DATA START

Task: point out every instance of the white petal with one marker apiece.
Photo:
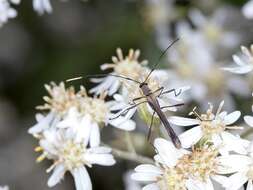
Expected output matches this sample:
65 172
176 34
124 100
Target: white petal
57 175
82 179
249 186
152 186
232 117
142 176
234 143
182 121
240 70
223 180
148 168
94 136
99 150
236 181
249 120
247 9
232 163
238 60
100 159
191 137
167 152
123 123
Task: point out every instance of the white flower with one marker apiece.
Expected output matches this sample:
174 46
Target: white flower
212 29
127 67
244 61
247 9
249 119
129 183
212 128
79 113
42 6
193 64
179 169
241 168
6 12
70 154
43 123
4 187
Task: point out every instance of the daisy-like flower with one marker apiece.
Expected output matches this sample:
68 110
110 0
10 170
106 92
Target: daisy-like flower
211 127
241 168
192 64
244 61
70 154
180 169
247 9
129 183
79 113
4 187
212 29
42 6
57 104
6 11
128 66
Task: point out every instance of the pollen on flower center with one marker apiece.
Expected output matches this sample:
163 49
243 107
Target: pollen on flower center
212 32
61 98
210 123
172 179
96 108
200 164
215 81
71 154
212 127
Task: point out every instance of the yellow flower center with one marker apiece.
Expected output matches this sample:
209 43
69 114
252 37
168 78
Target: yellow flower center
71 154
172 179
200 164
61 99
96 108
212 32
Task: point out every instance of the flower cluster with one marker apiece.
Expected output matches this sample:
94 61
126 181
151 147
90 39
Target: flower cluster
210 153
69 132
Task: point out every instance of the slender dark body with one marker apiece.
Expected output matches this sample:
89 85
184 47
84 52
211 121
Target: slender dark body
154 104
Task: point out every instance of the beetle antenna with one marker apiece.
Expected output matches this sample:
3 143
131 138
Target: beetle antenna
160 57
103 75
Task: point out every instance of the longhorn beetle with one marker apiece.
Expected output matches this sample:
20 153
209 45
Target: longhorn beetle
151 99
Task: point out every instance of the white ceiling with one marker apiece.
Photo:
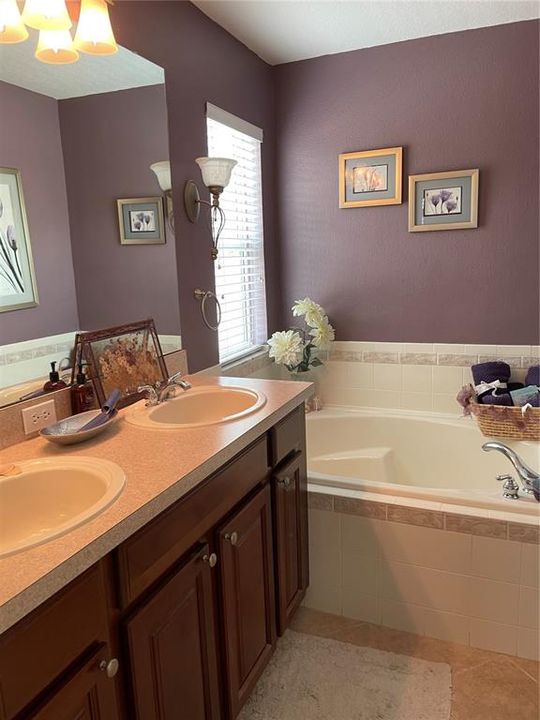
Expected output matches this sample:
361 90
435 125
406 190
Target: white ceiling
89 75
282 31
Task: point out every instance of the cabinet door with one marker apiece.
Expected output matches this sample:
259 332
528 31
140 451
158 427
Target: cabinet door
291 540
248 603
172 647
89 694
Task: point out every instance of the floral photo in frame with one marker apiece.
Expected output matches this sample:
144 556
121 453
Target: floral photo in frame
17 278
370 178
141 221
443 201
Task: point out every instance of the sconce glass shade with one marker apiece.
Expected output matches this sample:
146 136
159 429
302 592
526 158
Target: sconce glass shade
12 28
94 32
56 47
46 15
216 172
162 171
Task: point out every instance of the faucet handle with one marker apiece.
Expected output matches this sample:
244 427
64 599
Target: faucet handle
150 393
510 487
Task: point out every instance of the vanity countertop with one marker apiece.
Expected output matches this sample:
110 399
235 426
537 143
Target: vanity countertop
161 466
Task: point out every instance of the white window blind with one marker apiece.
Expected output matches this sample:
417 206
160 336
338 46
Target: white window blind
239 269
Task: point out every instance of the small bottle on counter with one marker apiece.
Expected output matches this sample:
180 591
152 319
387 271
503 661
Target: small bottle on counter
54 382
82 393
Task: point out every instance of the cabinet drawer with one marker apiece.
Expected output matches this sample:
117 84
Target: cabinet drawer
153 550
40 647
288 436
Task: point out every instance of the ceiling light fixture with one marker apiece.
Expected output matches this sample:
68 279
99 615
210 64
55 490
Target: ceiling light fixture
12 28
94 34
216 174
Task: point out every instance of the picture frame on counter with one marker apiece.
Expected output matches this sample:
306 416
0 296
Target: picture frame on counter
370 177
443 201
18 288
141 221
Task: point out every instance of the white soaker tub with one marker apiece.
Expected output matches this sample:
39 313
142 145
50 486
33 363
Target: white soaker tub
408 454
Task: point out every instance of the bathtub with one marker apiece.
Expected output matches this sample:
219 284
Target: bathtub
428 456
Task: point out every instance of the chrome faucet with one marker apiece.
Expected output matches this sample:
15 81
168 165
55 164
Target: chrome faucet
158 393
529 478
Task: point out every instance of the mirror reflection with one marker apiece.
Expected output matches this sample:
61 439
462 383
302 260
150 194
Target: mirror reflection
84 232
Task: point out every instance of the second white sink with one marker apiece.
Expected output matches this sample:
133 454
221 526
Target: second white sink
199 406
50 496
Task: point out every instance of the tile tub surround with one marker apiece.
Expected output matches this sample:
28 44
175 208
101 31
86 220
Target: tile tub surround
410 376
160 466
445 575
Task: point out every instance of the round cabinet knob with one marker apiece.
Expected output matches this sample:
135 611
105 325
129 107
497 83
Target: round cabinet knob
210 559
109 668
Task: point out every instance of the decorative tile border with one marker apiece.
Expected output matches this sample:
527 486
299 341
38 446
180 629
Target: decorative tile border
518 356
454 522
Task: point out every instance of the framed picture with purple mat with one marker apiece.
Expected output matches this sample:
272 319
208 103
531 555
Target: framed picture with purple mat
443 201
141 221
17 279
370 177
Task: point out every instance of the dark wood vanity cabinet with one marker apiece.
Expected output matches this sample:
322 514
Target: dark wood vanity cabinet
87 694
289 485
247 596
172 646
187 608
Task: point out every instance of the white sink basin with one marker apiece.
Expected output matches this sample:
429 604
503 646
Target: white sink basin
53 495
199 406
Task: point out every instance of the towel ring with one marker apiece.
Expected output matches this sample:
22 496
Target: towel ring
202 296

DATA END

**EXERCISE DESCRIPTION**: Please repeat every record above exactly, but leave out the pictures.

**YOUR RESPONSE**:
Task: point out every instance of the white petal with one marker apiece.
Photo:
Expected output matches this sample:
65 172
176 34
124 100
Target: white petal
57 175
82 179
249 186
152 186
232 117
142 176
234 143
182 121
240 70
223 180
148 168
94 136
99 150
236 181
249 120
247 9
232 163
238 60
100 159
191 137
167 152
123 123
Task: point out every instance of the white flower with one marker apiece.
Expected output matches this sample:
174 46
Target: white flower
212 29
127 67
244 61
247 9
249 119
129 183
212 128
79 113
42 6
193 64
179 169
241 168
6 12
70 154
43 123
4 187
Task: point out every instance of the daisy-like flower with one marker apiece.
Expected output matches this sample:
68 110
110 0
10 170
106 92
Target: daisy-like flower
211 127
241 168
192 64
244 61
70 154
180 169
247 9
129 183
79 113
4 187
212 29
42 6
57 104
6 11
128 66
Task: point out every instance of the pollen on flower center with one marker apiece.
Expected output matches this sample:
163 49
243 107
Target: pollen on flower center
212 32
61 98
210 123
172 179
96 108
200 164
215 81
71 154
212 127
Task: point out every instance of the yellow flower center with one marker apiece.
Expected output matches this sample:
209 43
69 114
252 37
168 78
Target: yellow flower center
71 154
172 179
200 164
61 99
96 108
212 32
Task: point out every instance of the flower cluster with one marker apiece.
Expected output matches this sample:
94 61
126 181
151 147
90 39
Target: flower cluster
210 153
69 132
Task: point out every instance of the slender dark body with one marker apiece.
Expected output matches this sample:
89 85
184 47
84 52
211 121
Target: slender dark body
154 104
Task: point out every instance of the beetle antenna with one marker apiece.
Expected output matches this sample:
3 143
131 138
Target: beetle antenna
160 57
103 75
Task: point out every instance of the longhorn beetle with one marker apiece.
Expected output matches this sample:
20 153
209 45
Target: longhorn beetle
151 99
Task: point out every instance of the white ceiling with one marker apiece.
Photo:
Expected output matches this sample:
361 90
435 125
406 190
Target: white ceiling
89 75
282 31
Task: point out every instance of the cabinet door with one marker apiece.
Expected output matches this sample:
259 332
528 31
140 451
158 427
Target: cabinet door
291 540
248 603
172 647
89 694
Task: point out every instance of the floral photo in frame with one marker apiece.
Expected output matches this sample:
144 556
121 453
Target: floral photo in frame
17 278
370 178
141 221
443 201
Task: point out every instance of the sconce glass shade with one marker apiece.
Expected output matches this sample:
146 136
159 429
302 592
526 158
Target: sconce glass shade
12 28
94 32
56 47
46 15
216 172
162 171
Task: point out every instance of the faucet handle with one marker apiece.
Expected output matches this sample:
244 427
64 599
Target: faucet handle
150 393
510 487
Task: point out every instance of the vanity countertop with one marker apiece.
Expected output matches this sample:
110 399
235 426
537 143
Target: vanity countertop
161 466
Task: point out every instance of the white window blind with one marker apiece.
Expected output matches this sample:
417 206
160 336
338 46
Target: white window blind
239 269
Task: point out every instance of the small bottle on counter with one marker apiece.
Expected output matches this sample:
180 591
152 319
387 271
503 661
Target: small bottle on counter
54 382
82 393
Task: point out every instance of the cabinet drawer with one marker apiece.
Expected output matches this sample:
117 84
Target: cabinet drawer
153 550
40 647
288 436
Task: point out every instance of the ceiling light fixture with one marker apiece.
Expected output matches this sample:
68 279
99 615
210 64
55 490
Target: ceiling light fixture
12 28
94 34
216 174
Task: point out every instance of the picture frame on counter with one marker apiece.
Expected output matches this sample:
306 416
0 296
Target: picture frame on counter
370 177
443 201
18 288
141 221
Task: point out every instance of the white soaker tub with one marker apiece.
Expected output matches this sample:
39 313
142 145
50 486
33 363
Target: white soaker tub
408 454
Task: point out every instance of the bathtub with one marker apiece.
Expected output matches this sample:
219 284
Target: bathtub
428 456
Task: point out every instance of the chrome faucet with one marker apiece.
Expected output matches this sample:
15 81
168 165
55 164
Target: chrome faucet
158 393
529 478
Task: point out every instance of the mirror reflection with one marker apiece.
Expected output matches this sample:
61 439
462 383
302 260
150 194
Target: mirror reflection
84 232
Task: point out every instance of the second white sink with one marker apiece.
Expected output matches this sample:
133 454
221 526
Target: second white sink
199 406
50 496
Task: point out every instance of the tile tub surround with one marker apiece.
Expected output matches this sample:
28 44
175 208
101 31
86 220
Target: tile tub surround
410 376
160 466
445 575
Task: point out every instance of the round cabinet knob with one marker apiece.
Expected output matches this sample:
135 611
105 325
129 107
497 83
Target: round cabinet knob
210 559
109 668
Task: point out every instance of the decorative tile border with one marker apiece.
Expected output matches this sample:
527 486
299 341
38 446
180 629
Target: decorative tile border
518 356
454 522
Task: point out every instance of the framed picture with purple mat with one marker apiece.
Expected output matches this sample:
272 319
208 103
531 555
Target: framed picture with purple mat
443 201
141 221
17 279
370 177
Task: point out every instance of the dark wood vanity cabinet with one marker apiece.
Expected output matches this sample:
322 514
Target: dark wood vanity cabinet
87 694
289 485
247 596
172 646
187 608
Task: point out every instance of the white sink basin with one marker apiece.
Expected output matches this sample:
429 604
503 646
Target: white sink basin
53 495
199 406
Task: point out every instance of the towel ring with one marker apiece.
Expected output matches this sample:
22 496
Target: towel ring
202 296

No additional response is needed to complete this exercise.